Problem requirements
Extract the entries below and reproduce them unchanged, starting with the line that contains "Locate the gecko in" and going on through the line that contains "xmin=0 ymin=456 xmax=140 ymax=604", including both of those lines.

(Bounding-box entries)
<<<<
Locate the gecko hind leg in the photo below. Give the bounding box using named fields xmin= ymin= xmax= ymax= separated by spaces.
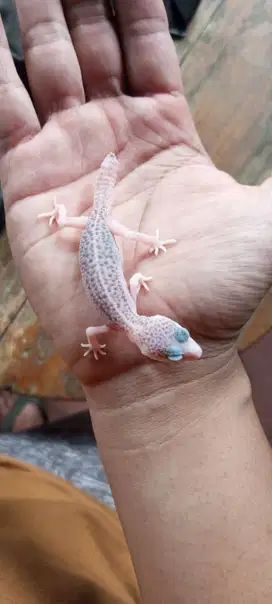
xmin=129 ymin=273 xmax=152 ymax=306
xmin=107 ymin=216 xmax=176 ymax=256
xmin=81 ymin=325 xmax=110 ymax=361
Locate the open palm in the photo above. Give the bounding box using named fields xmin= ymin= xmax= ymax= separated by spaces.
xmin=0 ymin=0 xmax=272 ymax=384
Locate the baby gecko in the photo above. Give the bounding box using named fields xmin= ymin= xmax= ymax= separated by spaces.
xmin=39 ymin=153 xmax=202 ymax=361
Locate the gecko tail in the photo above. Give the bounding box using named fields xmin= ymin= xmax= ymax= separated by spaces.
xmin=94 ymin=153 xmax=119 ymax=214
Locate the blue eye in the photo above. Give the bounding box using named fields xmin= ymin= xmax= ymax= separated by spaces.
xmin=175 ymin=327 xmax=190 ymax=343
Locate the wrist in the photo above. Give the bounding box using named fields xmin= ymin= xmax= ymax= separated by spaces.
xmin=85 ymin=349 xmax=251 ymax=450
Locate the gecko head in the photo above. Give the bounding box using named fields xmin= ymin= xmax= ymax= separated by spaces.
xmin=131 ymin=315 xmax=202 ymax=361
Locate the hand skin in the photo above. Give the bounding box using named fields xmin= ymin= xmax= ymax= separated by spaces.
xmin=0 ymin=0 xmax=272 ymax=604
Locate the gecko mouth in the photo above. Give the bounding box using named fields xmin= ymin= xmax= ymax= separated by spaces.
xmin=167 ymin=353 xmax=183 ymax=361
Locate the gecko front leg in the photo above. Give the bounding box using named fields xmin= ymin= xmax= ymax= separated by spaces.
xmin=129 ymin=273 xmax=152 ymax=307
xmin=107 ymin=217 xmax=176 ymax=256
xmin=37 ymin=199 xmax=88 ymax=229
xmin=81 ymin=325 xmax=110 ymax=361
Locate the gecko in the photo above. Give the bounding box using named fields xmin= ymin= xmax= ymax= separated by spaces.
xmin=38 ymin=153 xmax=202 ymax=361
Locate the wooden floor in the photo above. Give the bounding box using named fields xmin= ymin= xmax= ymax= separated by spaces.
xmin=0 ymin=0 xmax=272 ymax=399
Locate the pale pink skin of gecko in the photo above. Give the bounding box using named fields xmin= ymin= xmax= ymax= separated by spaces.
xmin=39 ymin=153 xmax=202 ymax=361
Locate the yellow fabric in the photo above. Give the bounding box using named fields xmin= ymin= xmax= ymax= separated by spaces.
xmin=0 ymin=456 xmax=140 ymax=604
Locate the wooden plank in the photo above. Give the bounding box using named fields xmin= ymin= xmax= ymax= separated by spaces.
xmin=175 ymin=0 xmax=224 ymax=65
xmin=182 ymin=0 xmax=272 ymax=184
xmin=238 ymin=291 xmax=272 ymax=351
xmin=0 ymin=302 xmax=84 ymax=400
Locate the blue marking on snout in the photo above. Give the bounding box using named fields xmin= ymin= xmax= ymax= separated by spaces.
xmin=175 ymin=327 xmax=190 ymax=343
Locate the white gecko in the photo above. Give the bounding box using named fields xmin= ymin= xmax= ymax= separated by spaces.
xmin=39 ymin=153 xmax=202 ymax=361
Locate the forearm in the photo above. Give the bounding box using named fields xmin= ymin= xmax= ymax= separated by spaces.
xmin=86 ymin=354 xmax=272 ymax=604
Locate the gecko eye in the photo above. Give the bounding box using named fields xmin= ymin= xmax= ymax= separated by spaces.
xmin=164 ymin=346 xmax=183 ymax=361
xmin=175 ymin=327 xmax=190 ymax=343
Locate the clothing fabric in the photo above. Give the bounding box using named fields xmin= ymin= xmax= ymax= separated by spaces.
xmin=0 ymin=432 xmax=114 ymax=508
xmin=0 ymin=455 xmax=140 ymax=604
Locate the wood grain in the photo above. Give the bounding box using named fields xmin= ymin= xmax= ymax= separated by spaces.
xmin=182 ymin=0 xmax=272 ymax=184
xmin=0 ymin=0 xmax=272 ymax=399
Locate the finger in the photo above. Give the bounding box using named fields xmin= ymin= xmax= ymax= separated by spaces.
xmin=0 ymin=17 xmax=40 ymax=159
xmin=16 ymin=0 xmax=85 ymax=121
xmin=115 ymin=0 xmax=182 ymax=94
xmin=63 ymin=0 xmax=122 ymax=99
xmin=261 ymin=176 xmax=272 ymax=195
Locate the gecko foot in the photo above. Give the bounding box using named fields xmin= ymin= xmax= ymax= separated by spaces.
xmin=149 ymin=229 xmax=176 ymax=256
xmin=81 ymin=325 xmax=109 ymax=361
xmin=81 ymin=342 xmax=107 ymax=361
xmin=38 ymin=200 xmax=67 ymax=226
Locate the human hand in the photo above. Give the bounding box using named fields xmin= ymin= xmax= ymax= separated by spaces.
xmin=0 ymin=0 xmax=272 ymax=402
>>>>
Answer for the task
Locate the gecko in the photo above. Give the bounding box using named fields xmin= ymin= xmax= ymax= separated by spaces.
xmin=38 ymin=153 xmax=202 ymax=361
Locate the wooden floor in the photo above. Give the bounding box using named fields xmin= ymin= xmax= ymax= separated by spaces.
xmin=0 ymin=0 xmax=272 ymax=399
Locate the pale pink skin of gecko in the photo above. Give the bounding box using named fields xmin= ymin= xmax= ymax= separated by spaces.
xmin=39 ymin=153 xmax=202 ymax=361
Locate the yellow fabric in the photo above. Give the bounding box using named fields xmin= ymin= xmax= ymax= separated by spaces.
xmin=0 ymin=456 xmax=140 ymax=604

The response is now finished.